--- POLECENIE ---
Przepisz wiersze, zaczynając od początku rekordów i kończąc na wierszu zawierającym "[306,255,356,301]", oba krańce włącznie. Każdą współrzędną ramek w odpowiedziach pomnóż przez 2,5 i zaokrąglij do liczby całkowitej (połówki w górę), a wszystkie pozostałe wiersze zostaw bez zmian.

--- PODANE REKORDY ---
========

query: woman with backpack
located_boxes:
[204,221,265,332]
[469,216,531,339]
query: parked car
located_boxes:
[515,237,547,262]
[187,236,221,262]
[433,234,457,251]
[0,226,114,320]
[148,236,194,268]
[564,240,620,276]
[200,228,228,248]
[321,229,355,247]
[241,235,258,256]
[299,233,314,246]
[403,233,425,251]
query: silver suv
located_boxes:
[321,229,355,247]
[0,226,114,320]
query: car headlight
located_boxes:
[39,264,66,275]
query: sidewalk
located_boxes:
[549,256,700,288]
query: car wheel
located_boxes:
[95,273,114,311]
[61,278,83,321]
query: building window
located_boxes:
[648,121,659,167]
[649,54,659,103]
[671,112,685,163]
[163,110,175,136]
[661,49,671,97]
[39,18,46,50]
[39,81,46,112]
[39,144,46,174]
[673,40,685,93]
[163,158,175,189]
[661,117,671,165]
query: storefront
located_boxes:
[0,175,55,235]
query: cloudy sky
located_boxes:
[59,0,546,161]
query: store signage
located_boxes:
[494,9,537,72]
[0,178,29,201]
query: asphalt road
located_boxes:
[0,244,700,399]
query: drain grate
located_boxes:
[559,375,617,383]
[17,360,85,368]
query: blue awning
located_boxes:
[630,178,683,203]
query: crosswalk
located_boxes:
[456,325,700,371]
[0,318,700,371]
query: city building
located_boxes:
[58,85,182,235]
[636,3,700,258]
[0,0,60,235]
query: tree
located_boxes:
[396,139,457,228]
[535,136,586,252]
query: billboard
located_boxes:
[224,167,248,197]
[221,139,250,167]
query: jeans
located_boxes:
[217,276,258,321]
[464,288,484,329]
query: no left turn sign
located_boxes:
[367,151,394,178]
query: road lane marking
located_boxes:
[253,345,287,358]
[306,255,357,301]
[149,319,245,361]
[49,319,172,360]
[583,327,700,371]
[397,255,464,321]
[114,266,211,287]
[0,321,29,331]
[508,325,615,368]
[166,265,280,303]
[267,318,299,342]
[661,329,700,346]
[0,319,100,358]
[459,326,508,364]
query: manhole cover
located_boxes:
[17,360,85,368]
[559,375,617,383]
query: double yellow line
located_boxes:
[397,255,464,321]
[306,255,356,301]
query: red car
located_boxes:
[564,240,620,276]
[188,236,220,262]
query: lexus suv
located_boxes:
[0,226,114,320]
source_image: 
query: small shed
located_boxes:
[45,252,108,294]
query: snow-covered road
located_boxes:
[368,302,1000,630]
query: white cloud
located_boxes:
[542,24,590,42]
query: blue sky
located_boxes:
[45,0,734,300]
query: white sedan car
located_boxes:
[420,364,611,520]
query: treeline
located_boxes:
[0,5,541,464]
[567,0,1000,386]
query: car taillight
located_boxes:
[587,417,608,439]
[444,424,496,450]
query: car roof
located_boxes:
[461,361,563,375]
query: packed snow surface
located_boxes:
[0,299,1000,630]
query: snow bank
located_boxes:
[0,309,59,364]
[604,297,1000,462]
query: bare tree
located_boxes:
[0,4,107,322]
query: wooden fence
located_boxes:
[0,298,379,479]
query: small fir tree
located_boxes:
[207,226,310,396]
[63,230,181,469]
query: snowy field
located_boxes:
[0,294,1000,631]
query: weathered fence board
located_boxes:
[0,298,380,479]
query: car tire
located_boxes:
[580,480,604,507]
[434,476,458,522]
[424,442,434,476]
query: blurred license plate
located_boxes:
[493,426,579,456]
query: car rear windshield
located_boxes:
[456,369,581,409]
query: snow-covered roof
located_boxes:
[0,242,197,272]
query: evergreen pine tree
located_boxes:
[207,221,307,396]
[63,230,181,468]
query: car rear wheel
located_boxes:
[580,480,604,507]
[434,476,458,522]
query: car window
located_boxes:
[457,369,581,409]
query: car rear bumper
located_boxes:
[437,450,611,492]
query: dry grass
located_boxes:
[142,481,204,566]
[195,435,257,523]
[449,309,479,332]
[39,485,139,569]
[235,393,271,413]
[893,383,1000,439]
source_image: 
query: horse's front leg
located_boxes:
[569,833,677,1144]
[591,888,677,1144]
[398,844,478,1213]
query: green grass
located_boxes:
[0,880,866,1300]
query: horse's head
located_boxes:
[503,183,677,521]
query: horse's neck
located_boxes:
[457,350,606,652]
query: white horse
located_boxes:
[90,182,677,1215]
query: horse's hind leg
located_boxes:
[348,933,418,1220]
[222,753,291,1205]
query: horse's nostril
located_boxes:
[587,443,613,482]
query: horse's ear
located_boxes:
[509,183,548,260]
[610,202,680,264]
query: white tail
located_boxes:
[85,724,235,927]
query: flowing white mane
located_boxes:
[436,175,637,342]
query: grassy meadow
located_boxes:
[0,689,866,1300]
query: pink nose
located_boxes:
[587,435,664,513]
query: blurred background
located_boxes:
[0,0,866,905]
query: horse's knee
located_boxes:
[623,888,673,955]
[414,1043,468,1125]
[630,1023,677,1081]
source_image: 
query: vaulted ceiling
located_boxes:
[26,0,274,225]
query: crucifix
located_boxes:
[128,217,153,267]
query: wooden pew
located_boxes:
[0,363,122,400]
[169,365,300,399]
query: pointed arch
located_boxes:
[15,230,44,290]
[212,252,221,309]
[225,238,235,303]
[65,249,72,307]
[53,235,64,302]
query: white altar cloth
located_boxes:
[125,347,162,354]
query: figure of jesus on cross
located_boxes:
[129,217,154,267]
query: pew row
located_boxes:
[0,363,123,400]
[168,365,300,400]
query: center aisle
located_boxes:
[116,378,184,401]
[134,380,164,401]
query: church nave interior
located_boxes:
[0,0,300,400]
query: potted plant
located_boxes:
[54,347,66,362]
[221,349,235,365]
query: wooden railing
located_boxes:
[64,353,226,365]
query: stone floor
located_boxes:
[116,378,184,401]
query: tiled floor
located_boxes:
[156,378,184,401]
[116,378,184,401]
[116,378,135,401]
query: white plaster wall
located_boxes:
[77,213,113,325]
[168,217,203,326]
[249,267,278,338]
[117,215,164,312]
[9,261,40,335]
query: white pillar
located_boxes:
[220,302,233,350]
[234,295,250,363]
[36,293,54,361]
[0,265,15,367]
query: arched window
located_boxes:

========

--- POPRAWNY WYNIK ---
query: woman with backpack
located_boxes:
[510,553,663,830]
[1173,540,1328,848]
query: parked car
located_boxes:
[1288,593,1368,655]
[468,590,553,655]
[1083,585,1143,628]
[0,565,285,800]
[370,590,485,670]
[1410,600,1550,690]
[500,570,570,620]
[803,573,888,618]
[603,588,645,640]
[748,583,785,615]
[1008,583,1063,628]
query: silver suv
located_boxes:
[803,573,888,618]
[0,565,285,800]
query: car headlight
located_boxes:
[98,660,165,688]
query: sidewalk
located_boxes:
[1373,640,1750,720]
query: car wheel
located_boxes:
[238,683,285,778]
[153,695,208,803]
query: building window
located_boxes:
[1620,303,1648,418]
[1623,135,1648,258]
[1678,280,1713,408]
[408,275,438,340]
[1653,123,1678,243]
[98,45,115,125]
[98,203,115,280]
[98,360,115,435]
[1683,100,1713,233]
[408,395,438,473]
[1653,293,1678,413]
query: storefront
located_boxes:
[0,438,138,588]
query: cloudy sky
located_boxes:
[148,0,1365,403]
query: store signage
located_boxes:
[1235,23,1343,180]
[0,445,73,503]
query: asphalt road
located_boxes:
[0,610,1750,998]
query: drain grate
located_boxes:
[1398,938,1543,958]
[43,900,213,920]
query: blue awning
located_boxes:
[1575,445,1708,508]
query: crosswalk
located_boxes:
[1140,813,1750,928]
[0,795,1750,928]
query: city building
located_boxes:
[145,213,455,588]
[1590,8,1750,645]
[0,0,150,588]
query: tree
located_boxes:
[990,348,1143,570]
[1338,340,1465,630]
query: billboard
located_boxes:
[560,418,620,493]
[553,348,625,418]
query: jeans
located_boxes:
[543,690,645,803]
[1160,720,1210,823]
query: no left turn sign
located_boxes:
[918,378,985,445]
query: road lane marking
located_boxes:
[633,863,718,895]
[765,638,893,753]
[373,798,613,903]
[123,798,430,900]
[1458,818,1750,928]
[993,638,1160,803]
[285,665,528,718]
[0,803,73,828]
[1270,813,1538,920]
[415,663,700,758]
[668,795,748,855]
[1653,823,1750,865]
[0,798,250,895]
[1148,815,1270,910]
query: manhole cover
located_boxes:
[43,900,213,920]
[1398,938,1543,958]
query: double yellow line
located_boxes:
[993,638,1160,803]
[765,638,890,753]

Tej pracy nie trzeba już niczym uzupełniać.